# Exercise description
Rewrite everything from the start of the records down to and including the line containing "[0,157,540,291]", putting "stepped field" in place of "terraced field" and keeping all else the same. Omit the pictures from your answer.

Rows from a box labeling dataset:
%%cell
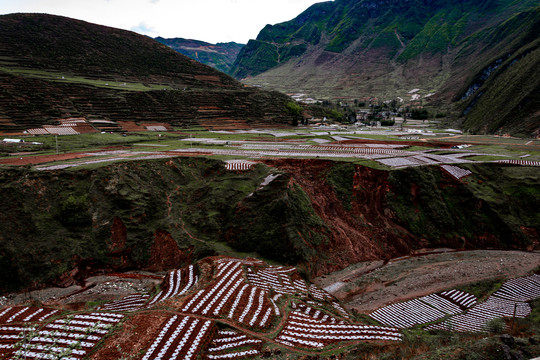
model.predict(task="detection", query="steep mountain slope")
[0,157,540,293]
[156,37,244,73]
[232,0,540,133]
[0,14,296,131]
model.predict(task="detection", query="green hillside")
[0,14,291,131]
[231,0,540,136]
[156,37,244,73]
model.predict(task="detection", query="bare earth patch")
[314,250,540,313]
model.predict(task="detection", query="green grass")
[0,66,173,91]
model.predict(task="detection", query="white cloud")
[0,0,330,43]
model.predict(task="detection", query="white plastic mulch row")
[98,294,150,311]
[0,306,58,324]
[276,311,401,349]
[370,290,476,328]
[206,330,262,359]
[11,312,124,360]
[441,165,472,180]
[426,274,540,332]
[225,160,257,171]
[143,315,214,360]
[497,160,540,166]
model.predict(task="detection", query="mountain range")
[156,37,244,73]
[231,0,540,136]
[0,14,292,132]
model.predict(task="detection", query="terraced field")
[0,256,540,360]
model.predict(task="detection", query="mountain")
[0,14,291,131]
[231,0,540,135]
[156,37,244,73]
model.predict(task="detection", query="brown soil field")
[314,250,540,313]
[0,152,92,165]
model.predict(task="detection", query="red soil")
[0,152,92,165]
[265,159,412,276]
[147,230,193,271]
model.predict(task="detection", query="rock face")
[0,14,292,131]
[0,158,540,292]
[231,0,540,136]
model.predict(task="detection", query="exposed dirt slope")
[0,14,298,131]
[0,157,540,291]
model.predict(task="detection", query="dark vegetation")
[388,164,540,249]
[0,14,298,131]
[231,0,540,137]
[0,158,540,292]
[156,37,244,74]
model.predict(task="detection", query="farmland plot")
[143,315,215,360]
[206,330,263,359]
[11,312,124,360]
[370,290,476,329]
[276,310,401,349]
[426,274,540,332]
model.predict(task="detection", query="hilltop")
[156,37,244,73]
[0,14,298,131]
[231,0,540,136]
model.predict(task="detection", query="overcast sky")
[0,0,330,44]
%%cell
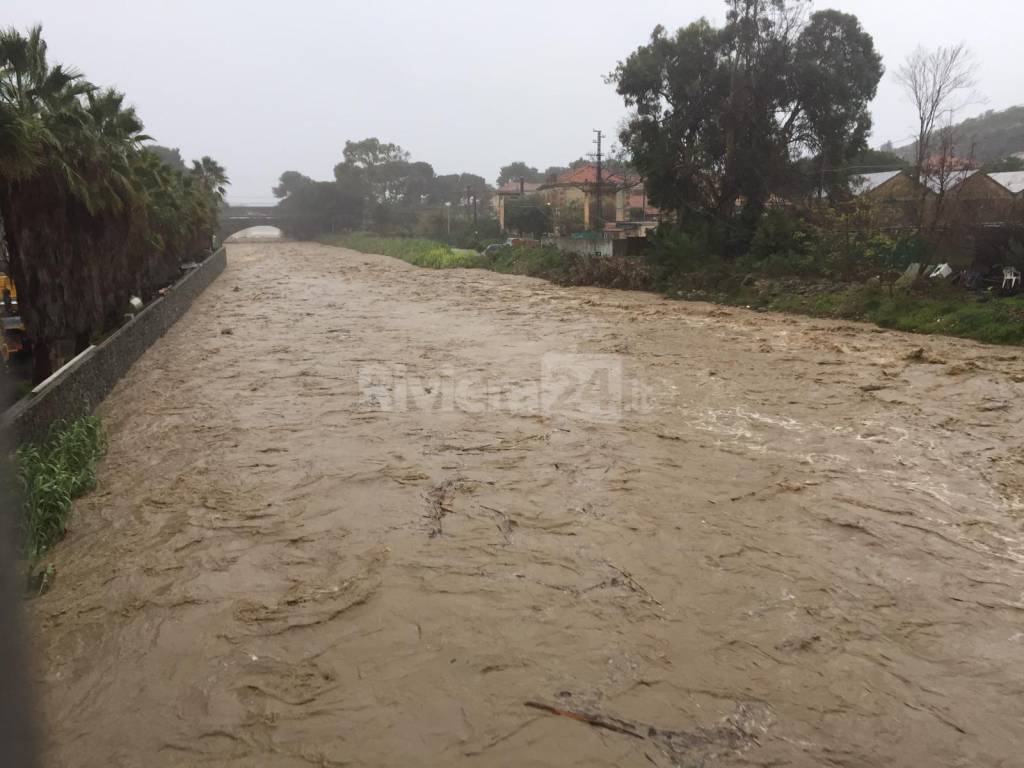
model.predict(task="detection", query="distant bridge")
[217,206,297,243]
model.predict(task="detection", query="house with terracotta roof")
[492,179,541,230]
[539,163,628,229]
[930,171,1024,224]
[988,171,1024,201]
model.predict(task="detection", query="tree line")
[273,137,494,239]
[0,27,227,381]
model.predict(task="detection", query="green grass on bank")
[317,232,483,269]
[728,289,1024,345]
[319,232,1024,345]
[14,416,106,562]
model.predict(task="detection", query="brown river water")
[24,243,1024,768]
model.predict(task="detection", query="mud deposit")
[30,243,1024,768]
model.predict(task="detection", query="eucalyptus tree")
[609,0,883,240]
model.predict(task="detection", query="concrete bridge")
[217,206,296,243]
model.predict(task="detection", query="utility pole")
[593,129,604,231]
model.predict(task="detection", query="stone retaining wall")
[0,248,227,445]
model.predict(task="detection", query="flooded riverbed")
[25,243,1024,768]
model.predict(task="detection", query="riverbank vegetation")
[296,0,1024,343]
[0,27,227,382]
[317,232,484,269]
[15,416,106,565]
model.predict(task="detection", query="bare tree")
[896,43,978,179]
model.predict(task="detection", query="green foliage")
[757,288,1024,345]
[609,0,883,236]
[273,138,493,244]
[0,27,227,380]
[498,161,544,186]
[505,195,552,238]
[318,232,482,269]
[15,416,106,561]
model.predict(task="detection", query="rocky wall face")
[0,249,227,445]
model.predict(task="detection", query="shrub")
[319,232,482,269]
[15,416,106,560]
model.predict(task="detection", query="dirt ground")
[30,243,1024,768]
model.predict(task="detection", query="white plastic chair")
[1002,266,1021,291]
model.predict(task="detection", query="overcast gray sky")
[8,0,1024,202]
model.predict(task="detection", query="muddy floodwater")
[30,243,1024,768]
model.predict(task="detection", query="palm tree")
[0,27,227,380]
[193,156,230,201]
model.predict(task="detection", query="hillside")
[894,105,1024,163]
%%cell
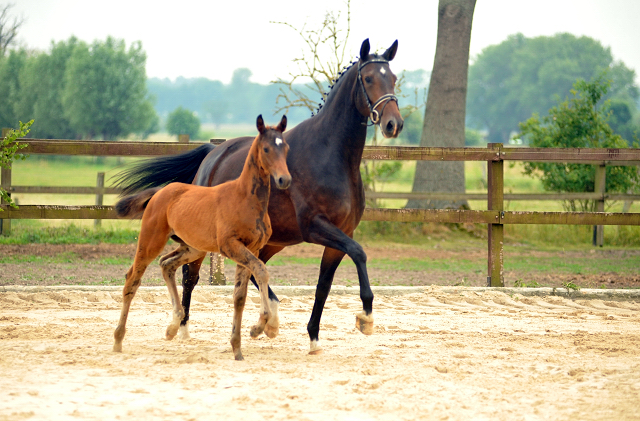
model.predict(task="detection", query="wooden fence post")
[0,128,11,235]
[487,143,504,287]
[593,164,607,247]
[93,172,104,228]
[209,253,227,285]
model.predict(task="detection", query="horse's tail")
[115,187,162,219]
[114,143,215,196]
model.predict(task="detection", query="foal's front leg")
[231,264,251,361]
[160,244,206,340]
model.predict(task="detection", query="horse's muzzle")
[380,117,404,138]
[274,174,291,190]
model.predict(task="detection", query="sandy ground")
[0,287,640,421]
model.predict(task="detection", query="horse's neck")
[314,69,367,165]
[238,138,271,207]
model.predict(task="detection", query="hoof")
[356,313,373,335]
[178,324,191,341]
[165,325,178,341]
[249,325,264,339]
[309,341,322,355]
[264,325,280,339]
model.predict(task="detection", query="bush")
[517,74,640,211]
[167,107,200,139]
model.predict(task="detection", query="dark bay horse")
[113,116,291,360]
[117,39,403,354]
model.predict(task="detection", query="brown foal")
[113,115,291,360]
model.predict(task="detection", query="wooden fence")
[0,139,640,286]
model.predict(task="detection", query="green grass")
[5,151,640,248]
[0,220,138,244]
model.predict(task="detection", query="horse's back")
[193,136,254,186]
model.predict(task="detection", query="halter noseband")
[358,58,398,125]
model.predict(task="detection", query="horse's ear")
[256,114,264,134]
[360,38,371,61]
[382,40,398,61]
[276,115,287,132]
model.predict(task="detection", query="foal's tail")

# Reply
%%cell
model.predict(task="detection", query="steep mountain slope")
[0,157,540,293]
[156,37,244,73]
[232,0,540,133]
[0,14,296,131]
model.predict(task="detection", query="green hillside")
[0,14,291,131]
[231,0,540,136]
[156,37,244,73]
model.predict(task="detection", query="bare earth patch")
[314,250,540,313]
model.predict(task="detection", query="green grass")
[0,66,173,91]
model.predict(task="detection", query="white cloud")
[0,0,330,43]
model.predict(task="detection", query="white plastic mulch row")
[98,294,150,311]
[0,306,58,324]
[276,311,401,349]
[370,290,476,328]
[206,330,262,359]
[11,312,124,360]
[441,165,472,180]
[426,274,540,332]
[225,160,257,171]
[143,315,214,360]
[497,160,540,166]
model.predict(task="detection", query="mountain range")
[156,37,244,73]
[231,0,540,136]
[0,14,292,132]
model.predict(task="detection", query="stepped field")
[0,256,540,360]
model.predict(task="detection", query="mountain")
[0,14,291,131]
[231,0,540,135]
[156,37,244,73]
model.predict(task="detection", query="brown soil field")
[314,250,540,313]
[0,152,92,165]
model.predict(task="detection", query="red soil")
[0,152,92,165]
[265,159,412,276]
[147,230,193,271]
model.predict(task="detection", query="rock face")
[0,14,292,131]
[0,158,540,292]
[231,0,540,136]
model.predict(task="detection", query="exposed dirt slope")
[0,14,298,131]
[0,157,540,291]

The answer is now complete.